- _Prompt_
Can you rewrite the piece on government health care from "Reprinted from the" up to and including "down Stevens Hospital?", putting "community hospitals" in place of "public hospitals"?

- _Extract_
Reprinted from the Everett Herald:
Stevens Hospital in Edmonds — is that government health care? Well, actually it is.
Stevens, Cascade Valley Hospital in Arlington and Valley General Hospital in Monroe are part of a system of public hospitals throughout our state. They are funded in part by local property tax levies. They are governed by boards of directors elected by the public. And they are part of our government.
When folks say keep the government out of health care, do they really want to close down Stevens Hospital?
So what is government health care? Let’s start with something that provides health coverage for one of every seven Washington residents. That’s Medicare, which practically all Washingtonians 65 and older — that’s more than 700,000 people — depend on every day for their health coverage. Medicare also covers 125,000 disabled residents younger than 65, people unable to work due to diseases like MS and Parkinson’s.
One of the reasons that the proportion of seniors in poverty is less than the general population is because they have guaranteed health care. That’s right, a guarantee from the federal government.
How about other health care provided through our government? Tricare, the government-financed program for active-duty military service members and their dependents, as well as retired military and National Guard and reserve members, provides health coverage for 300,000 Washington residents. My father-in-law is one of these, and let me tell you, in his late 80s, he needs this care.
And then there are the veterans cared for through the Veterans Health Administration, which runs the most efficient health care system in our country and cares for 5.6 million veterans across the country.
The state government supports the Basic Health Plan, which provided health coverage for 100,000 residents last year. The state and the federal governments combine to provide health care for an additional 1.2 million very low income disabled people, retirees, children and their parents. Another 17,000 lower-income children get their health coverage through the State Children’s Health Insurance Program. Add to that more than 500,000 federal, state, and local public employees, such as firefighters, teachers, the state patrol, park rangers, naturalists, community college faculty, safety and health inspectors, doctors and nurses, meteorologists, and throw in their dependents, and we have at least another 750,000 residents benefitting from government health care.
That’s a lot of people — about half of our total population, all direct beneficiaries of government provided, sponsored or paid-for health care.

- _Data listing_
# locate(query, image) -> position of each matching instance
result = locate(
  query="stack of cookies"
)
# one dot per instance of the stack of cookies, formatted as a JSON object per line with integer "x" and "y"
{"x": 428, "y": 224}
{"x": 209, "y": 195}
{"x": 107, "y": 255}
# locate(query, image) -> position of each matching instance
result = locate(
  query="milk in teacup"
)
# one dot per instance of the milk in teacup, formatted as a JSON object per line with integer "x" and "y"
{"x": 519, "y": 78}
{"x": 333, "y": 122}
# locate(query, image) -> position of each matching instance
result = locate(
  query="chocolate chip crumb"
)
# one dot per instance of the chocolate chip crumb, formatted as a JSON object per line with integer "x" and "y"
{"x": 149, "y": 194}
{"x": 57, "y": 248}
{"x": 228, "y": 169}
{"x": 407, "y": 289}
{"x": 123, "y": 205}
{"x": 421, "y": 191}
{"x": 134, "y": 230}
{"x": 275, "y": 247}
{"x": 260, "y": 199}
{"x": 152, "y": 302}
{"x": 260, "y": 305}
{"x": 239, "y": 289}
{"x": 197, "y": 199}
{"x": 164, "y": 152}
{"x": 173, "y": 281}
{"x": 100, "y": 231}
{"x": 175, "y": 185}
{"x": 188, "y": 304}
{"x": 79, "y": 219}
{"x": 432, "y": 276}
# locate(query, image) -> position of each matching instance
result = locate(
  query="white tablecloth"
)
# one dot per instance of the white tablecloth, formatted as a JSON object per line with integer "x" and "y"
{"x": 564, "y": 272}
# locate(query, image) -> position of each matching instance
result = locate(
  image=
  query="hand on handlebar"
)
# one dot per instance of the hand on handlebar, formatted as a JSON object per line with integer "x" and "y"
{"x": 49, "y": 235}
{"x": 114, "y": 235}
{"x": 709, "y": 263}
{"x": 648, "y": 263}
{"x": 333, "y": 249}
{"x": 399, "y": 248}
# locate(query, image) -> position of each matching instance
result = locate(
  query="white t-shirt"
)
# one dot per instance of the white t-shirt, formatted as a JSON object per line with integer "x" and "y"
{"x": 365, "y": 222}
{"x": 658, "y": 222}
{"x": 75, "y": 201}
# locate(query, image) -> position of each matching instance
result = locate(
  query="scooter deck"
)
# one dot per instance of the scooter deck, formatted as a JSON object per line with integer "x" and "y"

- _Answer to this exercise_
Reprinted from the Everett Herald:
Stevens Hospital in Edmonds — is that government health care? Well, actually it is.
Stevens, Cascade Valley Hospital in Arlington and Valley General Hospital in Monroe are part of a system of community hospitals throughout our state. They are funded in part by local property tax levies. They are governed by boards of directors elected by the public. And they are part of our government.
When folks say keep the government out of health care, do they really want to close down Stevens Hospital?